## WORK TASK
Please say how many lines in the records below contain the word "wall", giving only the number.

## INPUT
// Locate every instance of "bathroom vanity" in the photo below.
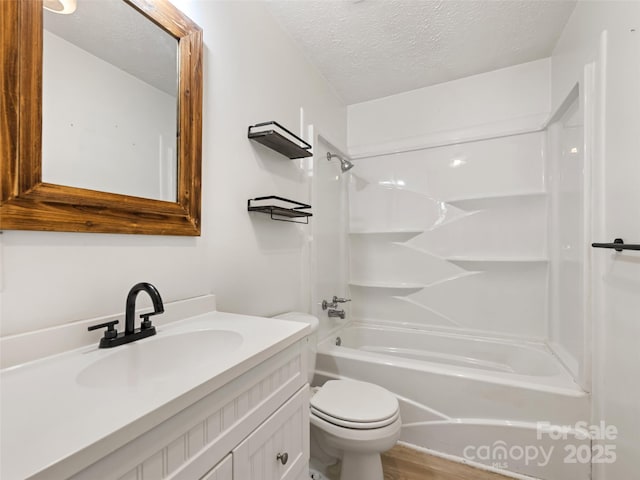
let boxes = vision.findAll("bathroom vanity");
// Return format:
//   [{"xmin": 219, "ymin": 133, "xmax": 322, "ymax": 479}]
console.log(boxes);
[{"xmin": 1, "ymin": 312, "xmax": 310, "ymax": 480}]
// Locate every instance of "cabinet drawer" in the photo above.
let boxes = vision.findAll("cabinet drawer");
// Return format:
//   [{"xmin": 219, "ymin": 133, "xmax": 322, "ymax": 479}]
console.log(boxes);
[
  {"xmin": 233, "ymin": 387, "xmax": 309, "ymax": 480},
  {"xmin": 200, "ymin": 454, "xmax": 232, "ymax": 480}
]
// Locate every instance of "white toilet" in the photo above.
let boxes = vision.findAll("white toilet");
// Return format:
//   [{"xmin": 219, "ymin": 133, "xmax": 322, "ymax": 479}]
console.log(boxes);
[{"xmin": 274, "ymin": 312, "xmax": 401, "ymax": 480}]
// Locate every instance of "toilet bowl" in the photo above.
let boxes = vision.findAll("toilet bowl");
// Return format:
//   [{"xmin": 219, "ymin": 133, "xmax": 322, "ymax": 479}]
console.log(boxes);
[
  {"xmin": 273, "ymin": 312, "xmax": 401, "ymax": 480},
  {"xmin": 310, "ymin": 379, "xmax": 401, "ymax": 480}
]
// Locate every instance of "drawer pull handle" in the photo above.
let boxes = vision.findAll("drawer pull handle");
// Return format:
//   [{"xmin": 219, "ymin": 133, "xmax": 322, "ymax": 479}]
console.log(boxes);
[{"xmin": 277, "ymin": 452, "xmax": 289, "ymax": 465}]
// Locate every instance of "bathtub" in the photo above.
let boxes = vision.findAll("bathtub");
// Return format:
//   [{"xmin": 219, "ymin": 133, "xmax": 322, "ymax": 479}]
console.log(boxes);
[{"xmin": 314, "ymin": 322, "xmax": 591, "ymax": 480}]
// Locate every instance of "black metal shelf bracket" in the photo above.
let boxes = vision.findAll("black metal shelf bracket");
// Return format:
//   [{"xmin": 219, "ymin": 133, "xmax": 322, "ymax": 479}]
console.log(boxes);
[
  {"xmin": 591, "ymin": 238, "xmax": 640, "ymax": 252},
  {"xmin": 247, "ymin": 196, "xmax": 312, "ymax": 224}
]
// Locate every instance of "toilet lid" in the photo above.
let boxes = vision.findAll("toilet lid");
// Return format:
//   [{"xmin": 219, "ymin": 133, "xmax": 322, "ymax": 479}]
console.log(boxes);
[
  {"xmin": 311, "ymin": 405, "xmax": 400, "ymax": 429},
  {"xmin": 310, "ymin": 380, "xmax": 399, "ymax": 426}
]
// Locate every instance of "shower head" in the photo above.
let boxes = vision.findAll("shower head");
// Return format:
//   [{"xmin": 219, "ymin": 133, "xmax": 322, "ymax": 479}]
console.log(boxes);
[{"xmin": 327, "ymin": 152, "xmax": 354, "ymax": 173}]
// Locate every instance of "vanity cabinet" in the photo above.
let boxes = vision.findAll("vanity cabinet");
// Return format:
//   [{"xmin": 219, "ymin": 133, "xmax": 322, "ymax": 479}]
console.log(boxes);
[
  {"xmin": 199, "ymin": 455, "xmax": 232, "ymax": 480},
  {"xmin": 69, "ymin": 340, "xmax": 309, "ymax": 480},
  {"xmin": 233, "ymin": 387, "xmax": 309, "ymax": 479}
]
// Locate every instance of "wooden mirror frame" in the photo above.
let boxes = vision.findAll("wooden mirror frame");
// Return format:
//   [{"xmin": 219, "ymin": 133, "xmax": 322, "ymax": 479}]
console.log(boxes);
[{"xmin": 1, "ymin": 0, "xmax": 202, "ymax": 235}]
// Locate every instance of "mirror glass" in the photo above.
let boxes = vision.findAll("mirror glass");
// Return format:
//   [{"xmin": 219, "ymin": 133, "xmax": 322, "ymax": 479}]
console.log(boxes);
[{"xmin": 42, "ymin": 0, "xmax": 179, "ymax": 202}]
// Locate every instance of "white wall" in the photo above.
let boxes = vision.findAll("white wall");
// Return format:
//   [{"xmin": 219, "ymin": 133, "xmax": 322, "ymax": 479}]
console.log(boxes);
[
  {"xmin": 0, "ymin": 1, "xmax": 346, "ymax": 340},
  {"xmin": 551, "ymin": 2, "xmax": 640, "ymax": 478},
  {"xmin": 42, "ymin": 30, "xmax": 177, "ymax": 201}
]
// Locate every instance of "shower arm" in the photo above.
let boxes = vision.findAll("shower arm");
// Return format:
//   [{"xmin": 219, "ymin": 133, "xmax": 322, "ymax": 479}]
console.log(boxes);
[{"xmin": 326, "ymin": 152, "xmax": 354, "ymax": 172}]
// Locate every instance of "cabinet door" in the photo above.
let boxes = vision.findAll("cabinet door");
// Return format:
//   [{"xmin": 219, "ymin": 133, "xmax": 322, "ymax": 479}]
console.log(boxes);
[
  {"xmin": 200, "ymin": 454, "xmax": 232, "ymax": 480},
  {"xmin": 233, "ymin": 387, "xmax": 309, "ymax": 480}
]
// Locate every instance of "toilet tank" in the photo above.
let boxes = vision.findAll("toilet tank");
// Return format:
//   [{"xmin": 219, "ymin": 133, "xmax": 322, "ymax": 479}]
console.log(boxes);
[{"xmin": 272, "ymin": 312, "xmax": 319, "ymax": 384}]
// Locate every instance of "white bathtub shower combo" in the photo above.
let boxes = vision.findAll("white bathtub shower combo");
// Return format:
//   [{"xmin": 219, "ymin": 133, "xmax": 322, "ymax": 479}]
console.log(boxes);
[{"xmin": 310, "ymin": 78, "xmax": 592, "ymax": 480}]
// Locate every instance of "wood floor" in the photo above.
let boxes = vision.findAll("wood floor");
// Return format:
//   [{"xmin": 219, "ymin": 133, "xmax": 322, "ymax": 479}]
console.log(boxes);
[{"xmin": 381, "ymin": 445, "xmax": 515, "ymax": 480}]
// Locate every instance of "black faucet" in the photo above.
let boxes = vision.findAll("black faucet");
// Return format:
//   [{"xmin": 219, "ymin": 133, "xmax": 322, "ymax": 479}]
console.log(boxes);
[
  {"xmin": 125, "ymin": 282, "xmax": 164, "ymax": 335},
  {"xmin": 88, "ymin": 282, "xmax": 164, "ymax": 348}
]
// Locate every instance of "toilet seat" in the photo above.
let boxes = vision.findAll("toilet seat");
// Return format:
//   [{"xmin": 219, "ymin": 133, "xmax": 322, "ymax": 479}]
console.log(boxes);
[
  {"xmin": 310, "ymin": 380, "xmax": 399, "ymax": 430},
  {"xmin": 311, "ymin": 406, "xmax": 400, "ymax": 429}
]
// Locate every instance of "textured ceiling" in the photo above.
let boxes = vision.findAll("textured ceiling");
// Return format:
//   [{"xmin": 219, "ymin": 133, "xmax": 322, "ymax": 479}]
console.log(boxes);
[
  {"xmin": 266, "ymin": 0, "xmax": 576, "ymax": 104},
  {"xmin": 44, "ymin": 0, "xmax": 178, "ymax": 96}
]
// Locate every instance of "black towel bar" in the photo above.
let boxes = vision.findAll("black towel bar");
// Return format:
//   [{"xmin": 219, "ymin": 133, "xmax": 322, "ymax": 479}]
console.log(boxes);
[{"xmin": 591, "ymin": 238, "xmax": 640, "ymax": 252}]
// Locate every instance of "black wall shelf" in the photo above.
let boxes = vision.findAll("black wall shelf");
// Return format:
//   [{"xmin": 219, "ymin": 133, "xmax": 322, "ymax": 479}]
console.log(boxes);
[
  {"xmin": 248, "ymin": 196, "xmax": 312, "ymax": 224},
  {"xmin": 248, "ymin": 121, "xmax": 312, "ymax": 159}
]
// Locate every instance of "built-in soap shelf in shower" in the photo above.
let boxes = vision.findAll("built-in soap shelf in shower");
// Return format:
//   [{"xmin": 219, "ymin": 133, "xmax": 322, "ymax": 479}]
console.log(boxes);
[
  {"xmin": 446, "ymin": 256, "xmax": 548, "ymax": 263},
  {"xmin": 349, "ymin": 229, "xmax": 425, "ymax": 235},
  {"xmin": 445, "ymin": 256, "xmax": 548, "ymax": 271},
  {"xmin": 445, "ymin": 191, "xmax": 547, "ymax": 210},
  {"xmin": 349, "ymin": 280, "xmax": 426, "ymax": 290},
  {"xmin": 349, "ymin": 230, "xmax": 424, "ymax": 242}
]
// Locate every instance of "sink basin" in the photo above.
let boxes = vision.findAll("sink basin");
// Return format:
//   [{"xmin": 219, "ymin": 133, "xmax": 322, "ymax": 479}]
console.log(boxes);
[{"xmin": 76, "ymin": 329, "xmax": 243, "ymax": 388}]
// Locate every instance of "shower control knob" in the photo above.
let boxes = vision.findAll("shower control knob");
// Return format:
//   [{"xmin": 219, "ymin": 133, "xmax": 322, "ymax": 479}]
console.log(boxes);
[
  {"xmin": 277, "ymin": 452, "xmax": 289, "ymax": 465},
  {"xmin": 322, "ymin": 299, "xmax": 337, "ymax": 310},
  {"xmin": 333, "ymin": 296, "xmax": 351, "ymax": 303}
]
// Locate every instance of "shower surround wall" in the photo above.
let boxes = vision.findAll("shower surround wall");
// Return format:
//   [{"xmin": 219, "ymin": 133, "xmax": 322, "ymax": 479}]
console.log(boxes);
[
  {"xmin": 336, "ymin": 58, "xmax": 592, "ymax": 478},
  {"xmin": 546, "ymin": 89, "xmax": 588, "ymax": 389},
  {"xmin": 311, "ymin": 133, "xmax": 352, "ymax": 340},
  {"xmin": 347, "ymin": 59, "xmax": 552, "ymax": 342},
  {"xmin": 349, "ymin": 132, "xmax": 547, "ymax": 340}
]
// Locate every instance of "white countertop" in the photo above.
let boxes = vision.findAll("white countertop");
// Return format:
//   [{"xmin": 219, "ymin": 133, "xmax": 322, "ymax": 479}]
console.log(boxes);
[{"xmin": 0, "ymin": 311, "xmax": 309, "ymax": 480}]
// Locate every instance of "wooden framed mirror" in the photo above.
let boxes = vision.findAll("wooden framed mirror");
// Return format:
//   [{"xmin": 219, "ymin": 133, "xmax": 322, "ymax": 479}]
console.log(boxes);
[{"xmin": 1, "ymin": 0, "xmax": 203, "ymax": 235}]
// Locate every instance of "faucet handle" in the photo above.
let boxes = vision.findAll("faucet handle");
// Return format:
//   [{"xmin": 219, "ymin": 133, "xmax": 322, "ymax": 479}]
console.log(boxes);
[
  {"xmin": 322, "ymin": 299, "xmax": 338, "ymax": 310},
  {"xmin": 333, "ymin": 296, "xmax": 351, "ymax": 303},
  {"xmin": 88, "ymin": 320, "xmax": 119, "ymax": 340},
  {"xmin": 139, "ymin": 312, "xmax": 159, "ymax": 330}
]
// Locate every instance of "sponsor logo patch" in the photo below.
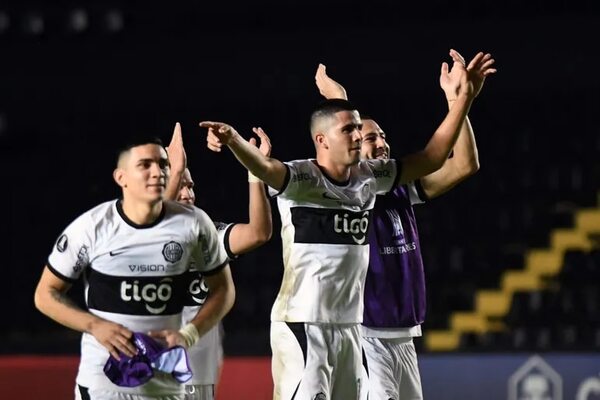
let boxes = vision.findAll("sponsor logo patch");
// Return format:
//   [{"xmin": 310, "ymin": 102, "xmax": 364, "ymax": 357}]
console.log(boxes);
[
  {"xmin": 291, "ymin": 207, "xmax": 371, "ymax": 245},
  {"xmin": 188, "ymin": 276, "xmax": 209, "ymax": 305},
  {"xmin": 334, "ymin": 211, "xmax": 370, "ymax": 244},
  {"xmin": 73, "ymin": 245, "xmax": 89, "ymax": 273},
  {"xmin": 292, "ymin": 172, "xmax": 311, "ymax": 183},
  {"xmin": 120, "ymin": 277, "xmax": 173, "ymax": 314}
]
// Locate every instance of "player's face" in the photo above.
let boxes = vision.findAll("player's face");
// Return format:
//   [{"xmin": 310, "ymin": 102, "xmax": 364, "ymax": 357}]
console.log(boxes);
[
  {"xmin": 323, "ymin": 110, "xmax": 363, "ymax": 166},
  {"xmin": 177, "ymin": 169, "xmax": 196, "ymax": 205},
  {"xmin": 118, "ymin": 144, "xmax": 169, "ymax": 204},
  {"xmin": 360, "ymin": 119, "xmax": 390, "ymax": 160}
]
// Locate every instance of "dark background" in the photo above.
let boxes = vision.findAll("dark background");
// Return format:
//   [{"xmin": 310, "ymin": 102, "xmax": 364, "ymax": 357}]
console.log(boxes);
[{"xmin": 1, "ymin": 1, "xmax": 598, "ymax": 355}]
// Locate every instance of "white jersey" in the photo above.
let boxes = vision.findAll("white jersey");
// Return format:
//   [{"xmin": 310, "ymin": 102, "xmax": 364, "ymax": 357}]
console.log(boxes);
[
  {"xmin": 269, "ymin": 159, "xmax": 398, "ymax": 323},
  {"xmin": 47, "ymin": 199, "xmax": 228, "ymax": 396},
  {"xmin": 181, "ymin": 222, "xmax": 235, "ymax": 385}
]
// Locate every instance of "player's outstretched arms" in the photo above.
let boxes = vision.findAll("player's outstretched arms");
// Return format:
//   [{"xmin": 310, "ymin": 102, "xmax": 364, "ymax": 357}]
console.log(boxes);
[
  {"xmin": 34, "ymin": 266, "xmax": 137, "ymax": 360},
  {"xmin": 397, "ymin": 49, "xmax": 496, "ymax": 185},
  {"xmin": 164, "ymin": 122, "xmax": 187, "ymax": 201},
  {"xmin": 228, "ymin": 127, "xmax": 273, "ymax": 255},
  {"xmin": 200, "ymin": 121, "xmax": 288, "ymax": 191},
  {"xmin": 315, "ymin": 64, "xmax": 348, "ymax": 100}
]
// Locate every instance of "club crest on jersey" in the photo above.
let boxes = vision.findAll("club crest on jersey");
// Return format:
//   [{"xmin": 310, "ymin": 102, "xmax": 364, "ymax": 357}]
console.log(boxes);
[
  {"xmin": 56, "ymin": 234, "xmax": 68, "ymax": 253},
  {"xmin": 162, "ymin": 241, "xmax": 183, "ymax": 263}
]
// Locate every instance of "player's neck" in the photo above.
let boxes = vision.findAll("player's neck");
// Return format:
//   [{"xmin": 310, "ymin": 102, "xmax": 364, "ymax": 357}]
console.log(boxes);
[
  {"xmin": 120, "ymin": 197, "xmax": 164, "ymax": 226},
  {"xmin": 315, "ymin": 157, "xmax": 351, "ymax": 183}
]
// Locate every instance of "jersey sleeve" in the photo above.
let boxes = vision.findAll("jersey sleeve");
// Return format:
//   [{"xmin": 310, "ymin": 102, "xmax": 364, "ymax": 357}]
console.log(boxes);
[
  {"xmin": 47, "ymin": 213, "xmax": 93, "ymax": 283},
  {"xmin": 267, "ymin": 159, "xmax": 315, "ymax": 198},
  {"xmin": 363, "ymin": 158, "xmax": 400, "ymax": 194},
  {"xmin": 214, "ymin": 221, "xmax": 238, "ymax": 261},
  {"xmin": 192, "ymin": 210, "xmax": 229, "ymax": 276},
  {"xmin": 406, "ymin": 180, "xmax": 427, "ymax": 206}
]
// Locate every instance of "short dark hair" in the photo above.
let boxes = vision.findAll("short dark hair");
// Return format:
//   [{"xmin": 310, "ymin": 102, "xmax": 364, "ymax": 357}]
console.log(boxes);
[
  {"xmin": 310, "ymin": 99, "xmax": 358, "ymax": 134},
  {"xmin": 115, "ymin": 136, "xmax": 164, "ymax": 166}
]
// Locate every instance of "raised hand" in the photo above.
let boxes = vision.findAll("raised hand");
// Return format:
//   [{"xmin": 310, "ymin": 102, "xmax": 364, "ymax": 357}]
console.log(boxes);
[
  {"xmin": 441, "ymin": 49, "xmax": 496, "ymax": 101},
  {"xmin": 315, "ymin": 64, "xmax": 348, "ymax": 100},
  {"xmin": 166, "ymin": 122, "xmax": 186, "ymax": 173},
  {"xmin": 200, "ymin": 121, "xmax": 239, "ymax": 153},
  {"xmin": 250, "ymin": 127, "xmax": 272, "ymax": 157},
  {"xmin": 89, "ymin": 319, "xmax": 137, "ymax": 360},
  {"xmin": 465, "ymin": 51, "xmax": 496, "ymax": 98}
]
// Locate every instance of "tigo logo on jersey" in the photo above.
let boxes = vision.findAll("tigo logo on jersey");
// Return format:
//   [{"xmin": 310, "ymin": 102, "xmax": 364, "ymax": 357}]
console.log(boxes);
[
  {"xmin": 120, "ymin": 278, "xmax": 173, "ymax": 314},
  {"xmin": 188, "ymin": 277, "xmax": 209, "ymax": 305},
  {"xmin": 291, "ymin": 207, "xmax": 371, "ymax": 245},
  {"xmin": 162, "ymin": 241, "xmax": 183, "ymax": 263},
  {"xmin": 334, "ymin": 211, "xmax": 369, "ymax": 244}
]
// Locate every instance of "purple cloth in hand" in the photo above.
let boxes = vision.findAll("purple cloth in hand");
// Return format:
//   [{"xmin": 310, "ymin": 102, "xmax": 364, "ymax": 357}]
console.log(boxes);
[{"xmin": 104, "ymin": 332, "xmax": 192, "ymax": 387}]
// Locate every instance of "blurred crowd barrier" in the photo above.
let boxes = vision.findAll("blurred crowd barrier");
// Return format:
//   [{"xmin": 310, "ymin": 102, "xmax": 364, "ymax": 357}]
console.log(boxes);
[{"xmin": 1, "ymin": 353, "xmax": 598, "ymax": 399}]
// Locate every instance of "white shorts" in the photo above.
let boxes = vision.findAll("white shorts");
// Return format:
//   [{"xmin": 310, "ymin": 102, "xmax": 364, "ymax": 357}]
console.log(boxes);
[
  {"xmin": 360, "ymin": 337, "xmax": 423, "ymax": 400},
  {"xmin": 184, "ymin": 384, "xmax": 214, "ymax": 400},
  {"xmin": 75, "ymin": 385, "xmax": 184, "ymax": 400},
  {"xmin": 271, "ymin": 321, "xmax": 362, "ymax": 400}
]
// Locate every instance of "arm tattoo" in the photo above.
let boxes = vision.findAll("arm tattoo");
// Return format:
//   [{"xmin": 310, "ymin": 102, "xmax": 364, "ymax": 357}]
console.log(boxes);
[{"xmin": 50, "ymin": 288, "xmax": 81, "ymax": 310}]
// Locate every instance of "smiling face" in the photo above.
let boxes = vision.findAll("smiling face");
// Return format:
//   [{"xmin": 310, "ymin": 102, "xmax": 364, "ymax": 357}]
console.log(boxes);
[
  {"xmin": 316, "ymin": 110, "xmax": 363, "ymax": 167},
  {"xmin": 360, "ymin": 118, "xmax": 390, "ymax": 160},
  {"xmin": 113, "ymin": 143, "xmax": 170, "ymax": 205}
]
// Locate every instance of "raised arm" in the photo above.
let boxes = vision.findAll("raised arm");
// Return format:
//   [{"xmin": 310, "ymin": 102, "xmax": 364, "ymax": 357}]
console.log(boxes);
[
  {"xmin": 34, "ymin": 267, "xmax": 137, "ymax": 359},
  {"xmin": 228, "ymin": 127, "xmax": 273, "ymax": 254},
  {"xmin": 398, "ymin": 49, "xmax": 496, "ymax": 185},
  {"xmin": 200, "ymin": 121, "xmax": 288, "ymax": 191},
  {"xmin": 164, "ymin": 123, "xmax": 187, "ymax": 201},
  {"xmin": 419, "ymin": 114, "xmax": 478, "ymax": 198},
  {"xmin": 418, "ymin": 51, "xmax": 494, "ymax": 198}
]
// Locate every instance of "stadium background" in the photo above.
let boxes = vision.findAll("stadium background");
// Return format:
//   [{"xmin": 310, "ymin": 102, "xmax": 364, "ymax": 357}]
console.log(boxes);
[{"xmin": 0, "ymin": 1, "xmax": 598, "ymax": 398}]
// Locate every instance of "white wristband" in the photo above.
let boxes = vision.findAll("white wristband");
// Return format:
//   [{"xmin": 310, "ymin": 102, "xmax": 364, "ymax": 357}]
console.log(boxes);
[
  {"xmin": 248, "ymin": 171, "xmax": 262, "ymax": 183},
  {"xmin": 178, "ymin": 323, "xmax": 200, "ymax": 348}
]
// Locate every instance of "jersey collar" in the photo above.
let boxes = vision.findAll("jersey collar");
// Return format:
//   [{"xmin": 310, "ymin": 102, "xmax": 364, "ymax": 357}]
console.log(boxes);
[{"xmin": 115, "ymin": 199, "xmax": 166, "ymax": 229}]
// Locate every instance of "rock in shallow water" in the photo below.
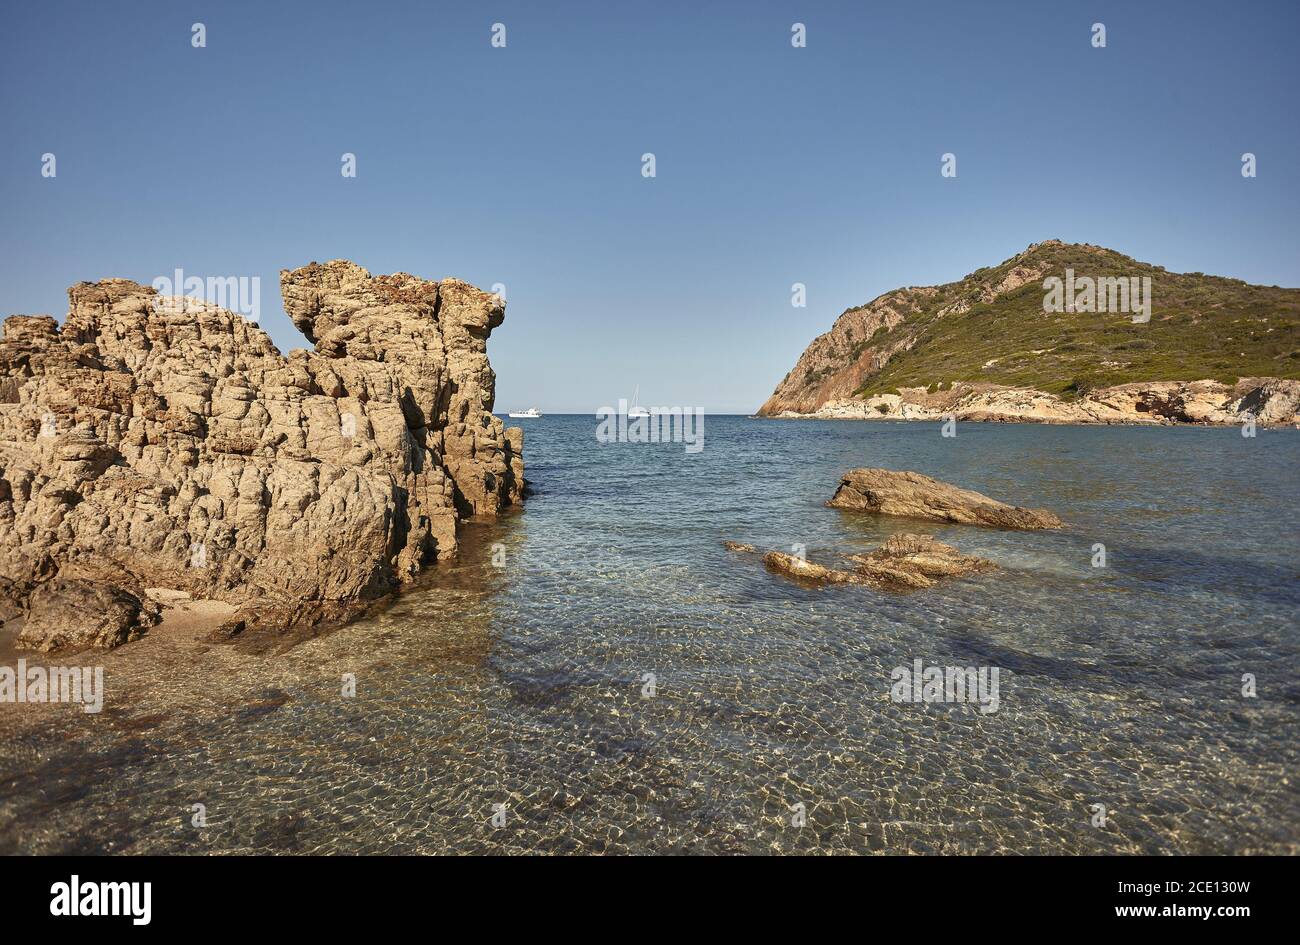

## WRITTEN ANSWER
6